(Collected data entries)

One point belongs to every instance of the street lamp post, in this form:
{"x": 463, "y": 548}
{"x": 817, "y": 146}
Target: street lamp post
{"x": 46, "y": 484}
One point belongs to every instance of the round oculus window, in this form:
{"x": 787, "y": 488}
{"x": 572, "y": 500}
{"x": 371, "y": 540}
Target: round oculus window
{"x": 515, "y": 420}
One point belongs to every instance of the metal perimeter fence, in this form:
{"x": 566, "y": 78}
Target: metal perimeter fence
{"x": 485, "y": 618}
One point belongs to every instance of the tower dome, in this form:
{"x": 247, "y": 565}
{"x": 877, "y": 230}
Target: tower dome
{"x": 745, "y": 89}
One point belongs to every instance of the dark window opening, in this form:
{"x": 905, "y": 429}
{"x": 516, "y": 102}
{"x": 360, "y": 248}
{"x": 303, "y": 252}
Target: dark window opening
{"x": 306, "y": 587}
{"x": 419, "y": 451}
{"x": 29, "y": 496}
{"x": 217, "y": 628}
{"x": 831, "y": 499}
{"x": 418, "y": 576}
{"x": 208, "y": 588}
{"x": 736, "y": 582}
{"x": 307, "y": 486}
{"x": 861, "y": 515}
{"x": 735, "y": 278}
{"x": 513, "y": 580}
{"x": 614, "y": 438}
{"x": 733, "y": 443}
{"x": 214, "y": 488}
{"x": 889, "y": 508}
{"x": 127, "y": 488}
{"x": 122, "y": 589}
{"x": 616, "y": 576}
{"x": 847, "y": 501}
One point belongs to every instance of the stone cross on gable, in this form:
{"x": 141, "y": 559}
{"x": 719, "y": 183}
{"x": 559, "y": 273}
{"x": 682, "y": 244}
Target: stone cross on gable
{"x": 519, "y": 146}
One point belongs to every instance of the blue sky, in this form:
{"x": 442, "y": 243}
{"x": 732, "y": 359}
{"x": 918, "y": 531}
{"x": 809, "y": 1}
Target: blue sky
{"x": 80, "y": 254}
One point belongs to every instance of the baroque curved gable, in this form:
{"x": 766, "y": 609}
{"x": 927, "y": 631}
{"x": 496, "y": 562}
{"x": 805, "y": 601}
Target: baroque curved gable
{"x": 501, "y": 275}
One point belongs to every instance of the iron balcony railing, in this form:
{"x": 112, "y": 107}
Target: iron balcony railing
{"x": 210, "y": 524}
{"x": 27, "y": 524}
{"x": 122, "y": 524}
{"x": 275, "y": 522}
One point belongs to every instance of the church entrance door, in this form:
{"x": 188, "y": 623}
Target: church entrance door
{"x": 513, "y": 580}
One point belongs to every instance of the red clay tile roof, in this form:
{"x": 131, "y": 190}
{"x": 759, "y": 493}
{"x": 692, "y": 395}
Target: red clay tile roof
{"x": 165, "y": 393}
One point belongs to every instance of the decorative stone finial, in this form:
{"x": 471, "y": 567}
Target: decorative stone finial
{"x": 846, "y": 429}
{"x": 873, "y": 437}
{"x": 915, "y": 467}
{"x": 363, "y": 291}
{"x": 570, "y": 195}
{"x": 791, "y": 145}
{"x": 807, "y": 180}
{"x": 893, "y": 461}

● **Required action**
The line with "One point belongs to every instance of the round" marks the end; reproduce exactly every line from the start of the entries up to it, that line included.

● **Result below**
One point belongs to every instance of the street lamp post, in this form:
{"x": 463, "y": 548}
{"x": 817, "y": 146}
Target: street lamp post
{"x": 46, "y": 484}
One point belongs to every instance of the round oculus window, in this form:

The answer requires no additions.